◆ Task list:
A. Using the counselor's account of work with survivors in the Eritrean refugee camps, answer these questions:
(i) For how long and where did the writer work as a school counselor before joining CVT?
(ii) What does CVT conduct first when it begins working with survivors?
(iii) Which symptoms do children have when they first come to the group counseling sessions?
B. Extend the counselor's account of helping survivors in the Eritrean refugee camps, starting after its final paragraph.

◆ Source text:
--- START ---
Leaving Isolation at Home – Helping Survivors Heal

Monday, December 26, 2016

Berihu Hadgu is a counselor at CVT Ethiopia, Mai Tsebri

For many survivors in the Eritrean refugee camps in Northern Ethiopia, going out in public is too much. Many sit in their homes, isolating themselves, thinking about their traumatic experiences from the past. CVT’s work is very important in the camps, for the lives of so many who feel hopeless. When we bring survivors in to join group counseling, we begin to see improvements. We see the members make improvements in their lives and well-being, and begin to help each other.

After I graduated from university, I worked as a school counselor for three years with orphans and vulnerable children (OVC) and their families at an NGO in Shire, Tigray. I liked working with children – it was a good opportunity to help neglected and abandoned children. The work was rewarding especially when I saw orphans placed (reunified) with families and going on to live a happy life. I was very interested in that. I wanted to expand my experience and skills as a professional counselor, so when I saw a counseling vacancy, I applied and took the job at CVT.

At CVT, we work with survivors in several ways, starting by first conducting psychoeducation sessions to help raise awareness and normalize symptoms that many people experience. When people come to us for care, we do intake assessments. I appreciate this step in the process, because I find out what happened to each individual and what his or her symptoms are. If they are torture survivors, I listen to what they tell me and develop a specialized treatment plan. In many cases, the clients’ next step is to begin our group counseling cycle.

At CVT, my work with children is similar in many ways to my previous work with orphans and vulnerable children. The children come to the group counseling sessions at first with many symptoms from the torture and trauma they’ve experienced, symptoms like anxiety, post-traumatic stress disorder (PTSD), isolation, depression and many more psychological and physical symptoms. But after the group sessions, I see them starting to make friends, playing games and becoming involved in other child-appropriate engagements. As a counselor, this makes me very happy.
--- END ---
◆ Provided information:
--- START ---
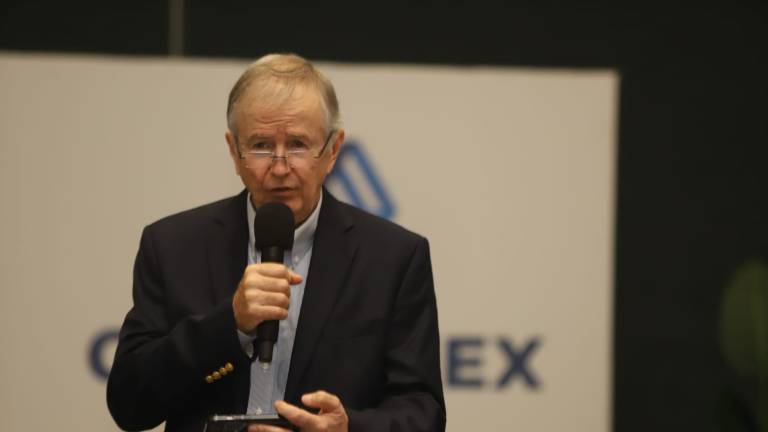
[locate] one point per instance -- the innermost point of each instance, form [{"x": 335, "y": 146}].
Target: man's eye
[
  {"x": 261, "y": 145},
  {"x": 298, "y": 145}
]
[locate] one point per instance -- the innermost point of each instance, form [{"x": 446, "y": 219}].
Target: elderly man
[{"x": 358, "y": 345}]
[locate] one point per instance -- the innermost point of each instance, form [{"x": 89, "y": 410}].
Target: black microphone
[{"x": 273, "y": 232}]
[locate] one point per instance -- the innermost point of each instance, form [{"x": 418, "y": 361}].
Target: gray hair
[{"x": 274, "y": 77}]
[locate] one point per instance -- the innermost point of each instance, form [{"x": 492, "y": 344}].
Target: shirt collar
[{"x": 302, "y": 236}]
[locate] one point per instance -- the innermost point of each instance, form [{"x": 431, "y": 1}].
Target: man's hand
[
  {"x": 264, "y": 293},
  {"x": 331, "y": 418}
]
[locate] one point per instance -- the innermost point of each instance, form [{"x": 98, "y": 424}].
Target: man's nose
[{"x": 280, "y": 166}]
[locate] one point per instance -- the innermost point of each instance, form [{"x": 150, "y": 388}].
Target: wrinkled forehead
[{"x": 277, "y": 106}]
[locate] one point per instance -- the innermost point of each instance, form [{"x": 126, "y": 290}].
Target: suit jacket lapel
[
  {"x": 227, "y": 251},
  {"x": 333, "y": 251},
  {"x": 227, "y": 259}
]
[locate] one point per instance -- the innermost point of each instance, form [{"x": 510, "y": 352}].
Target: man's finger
[
  {"x": 297, "y": 416},
  {"x": 323, "y": 400},
  {"x": 294, "y": 278},
  {"x": 270, "y": 269},
  {"x": 266, "y": 428}
]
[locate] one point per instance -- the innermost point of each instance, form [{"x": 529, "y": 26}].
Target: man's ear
[
  {"x": 338, "y": 140},
  {"x": 233, "y": 153}
]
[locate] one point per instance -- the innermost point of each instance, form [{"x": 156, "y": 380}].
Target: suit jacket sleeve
[
  {"x": 413, "y": 399},
  {"x": 161, "y": 364}
]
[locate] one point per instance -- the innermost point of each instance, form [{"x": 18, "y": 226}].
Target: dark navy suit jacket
[{"x": 367, "y": 329}]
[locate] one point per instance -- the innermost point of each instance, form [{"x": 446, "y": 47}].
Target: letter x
[{"x": 518, "y": 363}]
--- END ---
◆ Answers to the exercises:
A.
(i) For three years, at an NGO in Shire, Tigray.
(ii) Psychoeducation sessions, which help raise awareness and normalize symptoms that many people experience.
(iii) Anxiety, post-traumatic stress disorder (PTSD), isolation, depression and many more psychological and physical symptoms.

B.
During the last cycle, I facilitated a group of minor clients, all of whom were ages 14-15 years. Some cried at the beginning of the session. It was very difficult for them. Some would cry and not speak. However, after three or four sessions, they began to participate with each other. I noticed them trying to make games to help each other. Some clients even came together as a group outside the session – now the children meet outside of the group and play.

I remember one child who came to CVT after living in the camp for about a year and a half. He had left Eritrea and then learned that his father died. This child isolated himself. He had a lot of symptoms. He was crying and withdrawn, and he easily disagreed with his classmates and others around him.

But after the counseling cycle, he became very social. It only took weeks. At first he didn’t speak in the groups; he wasn’t comfortable or interested in speaking. But after the group activities and explanation about group counseling, he started to speak in the group. During the second and third sessions, he was already functioning better, and after a bit more time he was playing games with the others outside the CVT healing center.

It’s very rewarding for me when I see clients decrease their traumatic symptoms and begin participating in the community and helping each other. I especially enjoy facilitating groups because I am happy when I see the clients’ symptoms decrease and they begin functioning well.

All the work we do at CVT is very important. We make clients more engaged in the community. But the group facilitation is the most important – in the camps, there are survivors who are keeping themselves at home. After they join the group, they try to live a better life. They function well.

 

 

CVT’s work with Eritrean refugees in Ethiopia is funded by a grant from the U.S. State Department’s Bureau of Population, Refugees, and Migration.